• TASK BRIEF:
Give an exact copy of every line, leaving images out.

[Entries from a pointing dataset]
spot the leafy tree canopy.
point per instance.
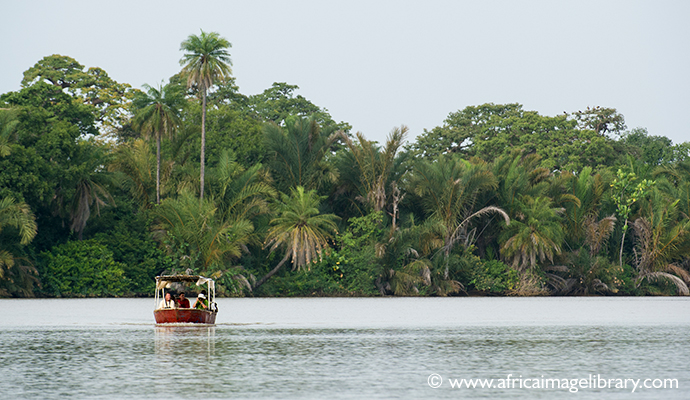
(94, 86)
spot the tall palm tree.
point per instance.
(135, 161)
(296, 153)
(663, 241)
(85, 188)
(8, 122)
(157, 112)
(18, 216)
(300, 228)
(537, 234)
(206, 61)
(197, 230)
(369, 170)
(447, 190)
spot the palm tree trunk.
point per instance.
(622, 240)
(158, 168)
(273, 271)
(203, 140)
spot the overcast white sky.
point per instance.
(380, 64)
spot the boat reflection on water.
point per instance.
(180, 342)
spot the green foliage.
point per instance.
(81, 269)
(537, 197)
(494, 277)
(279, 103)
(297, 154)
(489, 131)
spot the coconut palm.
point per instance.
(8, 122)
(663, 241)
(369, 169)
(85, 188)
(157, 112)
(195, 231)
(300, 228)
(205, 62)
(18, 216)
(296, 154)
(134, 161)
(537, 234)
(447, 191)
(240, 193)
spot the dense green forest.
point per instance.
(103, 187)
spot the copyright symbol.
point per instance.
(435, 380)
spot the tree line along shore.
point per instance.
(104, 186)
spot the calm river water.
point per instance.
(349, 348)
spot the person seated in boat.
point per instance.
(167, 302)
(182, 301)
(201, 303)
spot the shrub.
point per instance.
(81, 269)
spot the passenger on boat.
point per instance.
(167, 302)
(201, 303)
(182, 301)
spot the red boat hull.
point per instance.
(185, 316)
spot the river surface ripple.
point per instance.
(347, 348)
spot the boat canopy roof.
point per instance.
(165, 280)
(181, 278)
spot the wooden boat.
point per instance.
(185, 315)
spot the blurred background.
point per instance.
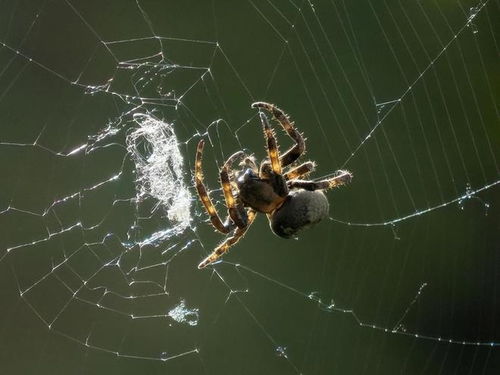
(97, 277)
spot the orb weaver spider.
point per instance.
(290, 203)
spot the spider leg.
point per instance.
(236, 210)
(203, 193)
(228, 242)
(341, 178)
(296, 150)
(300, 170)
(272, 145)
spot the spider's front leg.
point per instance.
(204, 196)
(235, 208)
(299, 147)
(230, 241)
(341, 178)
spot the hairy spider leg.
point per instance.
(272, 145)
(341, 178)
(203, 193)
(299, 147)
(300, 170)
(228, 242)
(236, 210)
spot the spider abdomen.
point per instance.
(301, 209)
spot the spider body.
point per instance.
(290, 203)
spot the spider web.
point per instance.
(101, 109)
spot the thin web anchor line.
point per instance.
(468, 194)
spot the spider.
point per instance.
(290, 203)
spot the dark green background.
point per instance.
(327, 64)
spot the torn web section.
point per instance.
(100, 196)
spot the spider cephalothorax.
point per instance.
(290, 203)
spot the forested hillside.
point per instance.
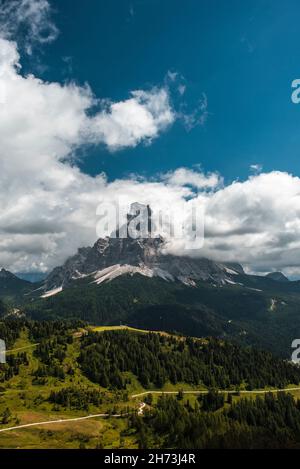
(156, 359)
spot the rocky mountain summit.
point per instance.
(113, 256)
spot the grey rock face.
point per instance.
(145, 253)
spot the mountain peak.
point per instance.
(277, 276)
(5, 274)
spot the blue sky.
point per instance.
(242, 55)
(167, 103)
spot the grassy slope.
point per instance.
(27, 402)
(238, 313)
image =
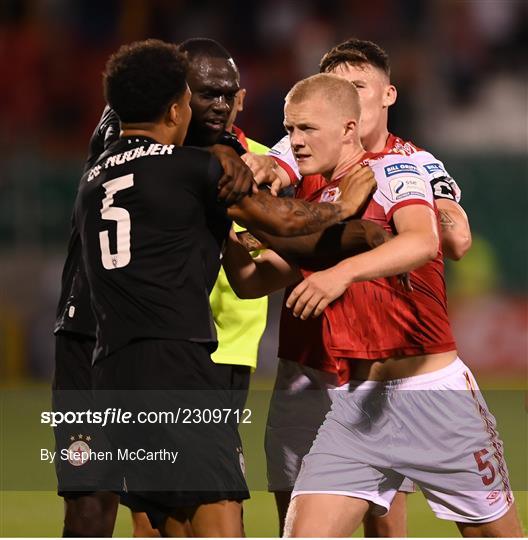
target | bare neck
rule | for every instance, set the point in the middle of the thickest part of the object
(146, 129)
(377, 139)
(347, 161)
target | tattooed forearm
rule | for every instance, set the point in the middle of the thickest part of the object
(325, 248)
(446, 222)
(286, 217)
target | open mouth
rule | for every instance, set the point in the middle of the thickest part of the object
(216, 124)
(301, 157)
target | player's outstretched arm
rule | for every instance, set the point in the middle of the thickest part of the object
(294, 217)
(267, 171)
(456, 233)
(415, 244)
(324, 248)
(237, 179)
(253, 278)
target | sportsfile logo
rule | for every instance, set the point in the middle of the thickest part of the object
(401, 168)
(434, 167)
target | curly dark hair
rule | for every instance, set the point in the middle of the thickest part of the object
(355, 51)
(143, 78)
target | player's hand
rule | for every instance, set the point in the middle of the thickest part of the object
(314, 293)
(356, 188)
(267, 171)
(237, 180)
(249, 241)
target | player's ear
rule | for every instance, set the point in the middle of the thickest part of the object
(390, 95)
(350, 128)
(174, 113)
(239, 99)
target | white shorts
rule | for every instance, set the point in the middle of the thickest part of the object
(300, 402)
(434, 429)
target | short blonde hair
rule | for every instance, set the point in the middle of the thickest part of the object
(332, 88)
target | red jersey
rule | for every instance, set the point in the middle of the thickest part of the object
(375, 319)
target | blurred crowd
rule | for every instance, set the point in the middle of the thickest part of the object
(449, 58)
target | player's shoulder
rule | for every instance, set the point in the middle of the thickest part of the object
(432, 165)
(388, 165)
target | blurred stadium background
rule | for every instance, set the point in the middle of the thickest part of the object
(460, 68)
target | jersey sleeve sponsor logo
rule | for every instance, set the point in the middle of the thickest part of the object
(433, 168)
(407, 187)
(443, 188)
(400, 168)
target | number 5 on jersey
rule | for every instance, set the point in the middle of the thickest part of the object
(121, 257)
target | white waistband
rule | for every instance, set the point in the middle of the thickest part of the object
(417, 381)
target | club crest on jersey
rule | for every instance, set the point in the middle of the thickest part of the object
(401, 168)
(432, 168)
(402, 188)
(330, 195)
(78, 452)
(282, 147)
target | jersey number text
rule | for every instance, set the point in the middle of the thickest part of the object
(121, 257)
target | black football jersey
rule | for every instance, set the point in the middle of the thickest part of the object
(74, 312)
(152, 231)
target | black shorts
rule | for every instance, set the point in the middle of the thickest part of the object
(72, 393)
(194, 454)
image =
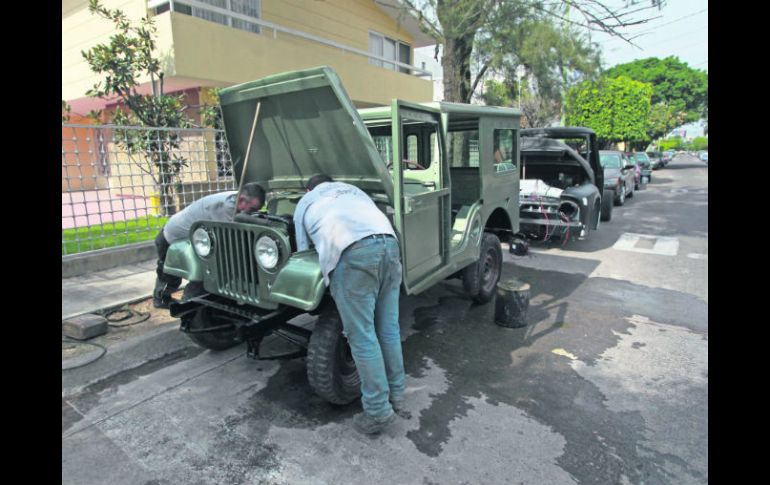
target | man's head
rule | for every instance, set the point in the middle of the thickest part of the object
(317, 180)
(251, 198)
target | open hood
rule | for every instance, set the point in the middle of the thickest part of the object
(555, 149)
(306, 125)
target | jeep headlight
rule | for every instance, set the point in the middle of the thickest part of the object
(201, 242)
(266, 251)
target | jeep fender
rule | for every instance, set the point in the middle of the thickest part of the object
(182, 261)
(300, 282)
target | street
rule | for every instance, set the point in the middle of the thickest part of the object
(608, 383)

• RESPONSE TO THIS EXERCISE:
spot the leafy tree canopy.
point per instance.
(94, 86)
spot the tall palm tree.
point per instance.
(135, 161)
(296, 153)
(663, 241)
(85, 188)
(8, 122)
(157, 112)
(18, 216)
(300, 228)
(537, 234)
(206, 61)
(197, 230)
(369, 170)
(447, 190)
spot the palm tree trunk.
point per instance.
(622, 240)
(158, 168)
(273, 271)
(203, 140)
spot the overcast white sky.
point per instance.
(380, 64)
spot the boat reflection on water.
point per instance.
(180, 342)
spot the green foliage.
point per instance.
(81, 269)
(537, 197)
(494, 277)
(279, 103)
(297, 154)
(489, 131)
spot the coconut palm.
point per instance.
(8, 122)
(663, 241)
(369, 169)
(85, 188)
(157, 112)
(195, 231)
(300, 228)
(205, 62)
(18, 216)
(296, 154)
(134, 161)
(537, 234)
(447, 191)
(240, 193)
spot the dense green forest.
point per instance.
(103, 187)
spot the copyright symbol.
point per instance.
(435, 380)
spot the tree line along shore.
point per instance.
(104, 186)
spot the calm river water.
point per instance.
(349, 348)
spot the person seated in boat.
point per instance.
(167, 302)
(182, 301)
(201, 303)
spot the shrub.
point per instance.
(81, 269)
spot the passenger on boat.
point per instance.
(167, 302)
(201, 303)
(182, 301)
spot the red boat hull.
point per instance.
(185, 316)
spot the river surface ripple.
point per instance.
(347, 348)
spot the boat canopy roof.
point per instance.
(165, 280)
(181, 278)
spot the wooden boat.
point per instance.
(185, 315)
spot the blurred background.
point per instance.
(97, 277)
spot the orb weaver spider.
point per instance.
(290, 203)
spot the spider leg.
point per instance.
(236, 210)
(203, 193)
(228, 242)
(341, 178)
(296, 150)
(300, 170)
(272, 145)
spot the spider's front leg.
point per instance.
(204, 196)
(235, 208)
(299, 147)
(230, 241)
(341, 178)
spot the hairy spider leg.
point per instance.
(272, 145)
(341, 178)
(203, 193)
(299, 147)
(300, 170)
(228, 242)
(236, 210)
spot the spider abdomen.
point per instance.
(301, 209)
spot the spider body.
point per instance.
(290, 203)
spot the spider web.
point per instance.
(101, 109)
spot the thin web anchor line.
point per instance.
(468, 194)
spot the spider.
point per instance.
(290, 203)
spot the dark green background.
point per instance.
(327, 64)
spot the torn web section.
point per instance.
(100, 196)
spot the spider cephalothorax.
point per instance.
(290, 203)
spot the forested hillside.
point per instance.
(156, 359)
spot the rocky mountain summit.
point per instance.
(113, 256)
spot the grey rock face.
point per instance.
(145, 253)
spot the mountain peak.
point per instance.
(277, 276)
(5, 274)
spot the blue sky.
point per instance.
(242, 55)
(167, 103)
spot the grassy slope.
point per instance.
(27, 402)
(238, 313)
image =
target | bare neck
rule | for every instance, set the point in the middle of the thickest part of the object
(146, 129)
(377, 139)
(347, 161)
target | tattooed forearm
rule | for every instance, set the point in the middle of the thickest part of the object
(325, 248)
(446, 222)
(286, 217)
target | open mouth
rule | for every instance, set the point in the middle of the thickest part of the object
(216, 124)
(301, 157)
target | player's outstretched arm
rule | for every instance, set the point in the middle of the thickest part of the object
(294, 217)
(267, 171)
(456, 233)
(415, 244)
(324, 248)
(237, 179)
(253, 278)
target | sportsfile logo
rule | for every instance, set the point in the middle of the thickest part of the object
(401, 168)
(434, 167)
target | curly dark hair
rule | for every instance, set the point in the middle of the thickest part of the object
(355, 51)
(143, 78)
target | player's hand
rule | for every instance, set the point in the middle of the thickest part of the object
(314, 293)
(356, 188)
(267, 171)
(237, 180)
(249, 241)
target | player's ear
rule | for every instance, set the point in the middle of the thickest part of the object
(390, 95)
(350, 128)
(174, 113)
(239, 99)
target | white shorts
rule | for every instance, set the point in the middle of the thickest part of the object
(300, 402)
(434, 429)
target | short blonde hair
rule | for every instance, set the point in the middle of the thickest part of the object
(332, 88)
target | red jersey
rule | for every instance, set the point in the middle of the thickest part of the object
(375, 319)
target | blurred crowd
rule | for every instance, set the point in the middle of the thickest part of the object
(449, 58)
target | player's shoulder
rule | for every instance, set the point in the middle of the thickest part of the object
(432, 165)
(388, 165)
target | blurred stadium background
rule | for every instance, set the point in the middle of the thickest part of the object
(460, 68)
target | jersey sleeve sponsor logo
rule | for every instance, set the point in the middle of the thickest part of the object
(433, 168)
(407, 187)
(443, 188)
(400, 168)
target | number 5 on jersey
rule | for every instance, set the point in the middle of the thickest part of the object
(121, 257)
target | white waistband
rule | for every instance, set the point in the middle of the thickest part of the object
(417, 381)
target | club crest on jersey
rule | for every instance, set the point in the middle of the thickest part of the object
(401, 168)
(432, 168)
(402, 188)
(330, 195)
(78, 452)
(282, 147)
target | jersey number text
rule | for every instance, set the point in the middle of the thickest part of the object
(121, 257)
target | black football jersey
rule | for every instance, set the point in the middle of the thickest part of the object
(74, 312)
(152, 231)
target | black shorts
rule | for every instance, set the point in the middle of the thickest part of the object
(72, 393)
(194, 454)
image =
target | man's head
rule | for every instance, set the point in the middle of the thickest part of the object
(317, 180)
(251, 198)
target | open hood
rule | for every instance, set the point in the middle of the thickest part of the object
(555, 149)
(306, 125)
target | jeep headlight
rule | for every instance, set the point in the middle of the thickest part of the object
(201, 242)
(266, 251)
target | jeep fender
rule | for every instance, set the point in the middle of the thickest part of the object
(182, 261)
(300, 282)
target | street
rule | for every instance, set the point in the middle of the thickest part of the object
(608, 383)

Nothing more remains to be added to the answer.